Work to be completed: Transcribe exactly the line that contains "[point] every instance of the overcast" and each line that comes after it in the material, the last line included, and nothing more.

Data records:
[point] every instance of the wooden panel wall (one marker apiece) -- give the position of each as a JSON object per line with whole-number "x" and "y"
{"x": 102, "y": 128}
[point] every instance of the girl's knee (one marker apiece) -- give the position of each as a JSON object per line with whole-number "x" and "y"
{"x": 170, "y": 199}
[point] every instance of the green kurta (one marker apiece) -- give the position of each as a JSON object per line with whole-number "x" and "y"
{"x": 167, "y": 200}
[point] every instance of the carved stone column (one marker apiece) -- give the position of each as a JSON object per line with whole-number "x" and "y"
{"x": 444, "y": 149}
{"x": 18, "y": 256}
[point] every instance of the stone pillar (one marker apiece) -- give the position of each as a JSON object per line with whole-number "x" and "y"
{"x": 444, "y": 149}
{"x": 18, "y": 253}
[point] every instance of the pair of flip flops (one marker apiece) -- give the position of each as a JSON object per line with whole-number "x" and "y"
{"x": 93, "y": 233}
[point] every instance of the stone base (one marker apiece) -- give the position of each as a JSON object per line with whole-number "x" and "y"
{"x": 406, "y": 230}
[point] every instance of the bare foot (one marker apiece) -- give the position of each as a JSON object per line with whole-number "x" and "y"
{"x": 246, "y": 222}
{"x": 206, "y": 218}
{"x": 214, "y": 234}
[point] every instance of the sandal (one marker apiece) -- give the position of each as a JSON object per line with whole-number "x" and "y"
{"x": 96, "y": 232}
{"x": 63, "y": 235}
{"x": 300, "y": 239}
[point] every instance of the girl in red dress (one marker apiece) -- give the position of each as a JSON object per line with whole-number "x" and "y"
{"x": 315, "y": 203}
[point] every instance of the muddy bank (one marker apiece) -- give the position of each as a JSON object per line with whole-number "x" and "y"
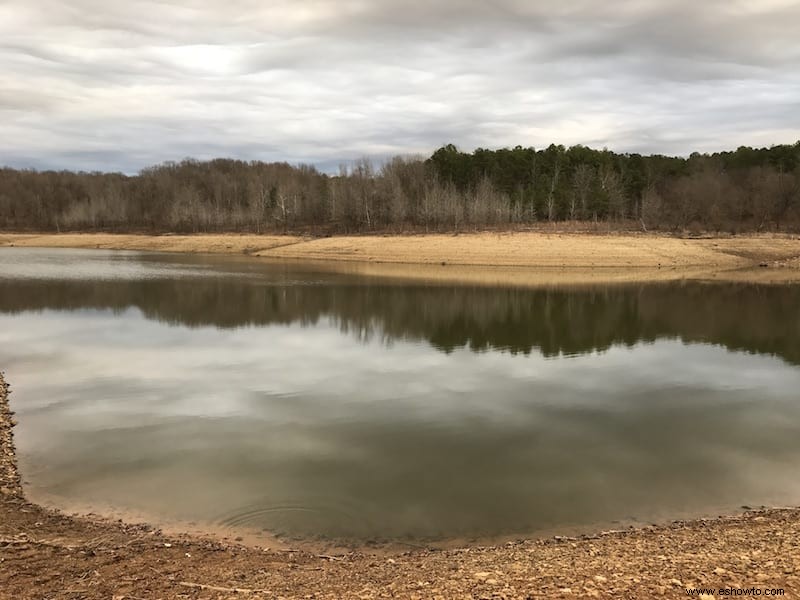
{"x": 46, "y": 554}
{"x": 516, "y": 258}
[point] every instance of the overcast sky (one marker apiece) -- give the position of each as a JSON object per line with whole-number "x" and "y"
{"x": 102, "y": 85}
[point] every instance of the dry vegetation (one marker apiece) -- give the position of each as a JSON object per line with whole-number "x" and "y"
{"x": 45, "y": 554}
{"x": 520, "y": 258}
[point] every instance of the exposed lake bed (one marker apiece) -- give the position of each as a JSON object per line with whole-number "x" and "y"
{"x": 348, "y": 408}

Solution for this problem:
[point] every instance of the overcast sky (one marker apiece) -- give the position of each as a JSON object per line with whole-number "x" and "y"
{"x": 102, "y": 85}
[point] every instance of the dry vegetation (one marker apiece) -- give the position of each as a JSON object per line with whole-number "x" and "y"
{"x": 45, "y": 554}
{"x": 520, "y": 258}
[point] every instance of the exposed lake bed (one marker apiece) -- give the position of each as a JSON object per line with whole-number "x" and "y"
{"x": 348, "y": 408}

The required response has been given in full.